**Requirements**
Copy out the records below, changing "match analytics" to "sports analytics" wherever it occurs and leaving everything else untouched.

□ □ □ □ □ □ □

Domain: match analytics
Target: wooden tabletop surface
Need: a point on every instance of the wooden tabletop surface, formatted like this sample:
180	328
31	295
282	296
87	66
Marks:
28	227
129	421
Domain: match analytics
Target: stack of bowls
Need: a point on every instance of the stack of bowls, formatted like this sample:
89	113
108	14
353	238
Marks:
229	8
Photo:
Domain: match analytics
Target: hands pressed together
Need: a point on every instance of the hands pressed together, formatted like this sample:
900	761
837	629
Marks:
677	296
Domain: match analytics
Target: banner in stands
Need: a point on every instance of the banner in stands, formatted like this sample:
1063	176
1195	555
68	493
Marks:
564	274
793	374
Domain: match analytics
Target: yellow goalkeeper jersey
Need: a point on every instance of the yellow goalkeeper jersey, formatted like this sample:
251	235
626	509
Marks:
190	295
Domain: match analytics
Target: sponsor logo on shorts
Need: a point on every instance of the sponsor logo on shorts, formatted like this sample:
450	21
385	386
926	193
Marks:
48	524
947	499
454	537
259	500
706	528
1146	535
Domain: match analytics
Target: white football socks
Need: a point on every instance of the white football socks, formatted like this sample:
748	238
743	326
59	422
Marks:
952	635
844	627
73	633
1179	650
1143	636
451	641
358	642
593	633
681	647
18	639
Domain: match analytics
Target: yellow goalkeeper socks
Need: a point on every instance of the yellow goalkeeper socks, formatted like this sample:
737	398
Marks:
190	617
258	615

□ □ □ □ □ □ □

**Full response**
Domain: sports analytics
Target: wooden tabletop surface
Need: a point on every instance of the wooden tabletop surface, formatted like this sample:
180	328
31	295
282	296
87	66
Marks:
28	227
129	421
Domain: sports analytics
Target: stack of bowls
Need: a point on every instance of the stack of bowls, formatted like this sample:
89	113
108	14
353	238
Marks:
229	8
Photo:
Domain: sports analytics
Target: hands pressed together
Need: a point on every instance of the hands pressed together, formatted like this sample:
900	761
837	629
Marks:
677	296
Domain: sports analytics
Target: banner in stands
Need: a point on every instance of the banner in stands, formatted like this sample:
1063	176
1195	555
68	493
Marks:
564	274
793	374
Domain: sports analytics
Target: yellow goalkeeper jersey
Need: a point on every instance of the yellow goalkeeper jersey, formatted like this sample:
251	235
626	509
Marks:
190	295
Domain: sports analytics
Target: sponsor logo on shorts
Need: a point on every instance of the sponsor logo on shorts, formatted like this sample:
450	21
385	386
926	193
Marks:
48	524
947	499
454	537
259	500
706	528
1146	535
Domain: sports analytics
Target: white football socks
Need: a point on every instance of the white football socks, formatted like this sample:
748	238
743	326
59	422
Marks:
952	635
844	627
73	633
1179	650
1143	636
451	641
358	642
593	633
681	647
18	639
Domain: sports analytics
Target: yellow goalkeeper socks
Need: a point on every instance of the yellow goalkeeper socks, formatted like this sample:
737	398
Marks:
190	617
258	615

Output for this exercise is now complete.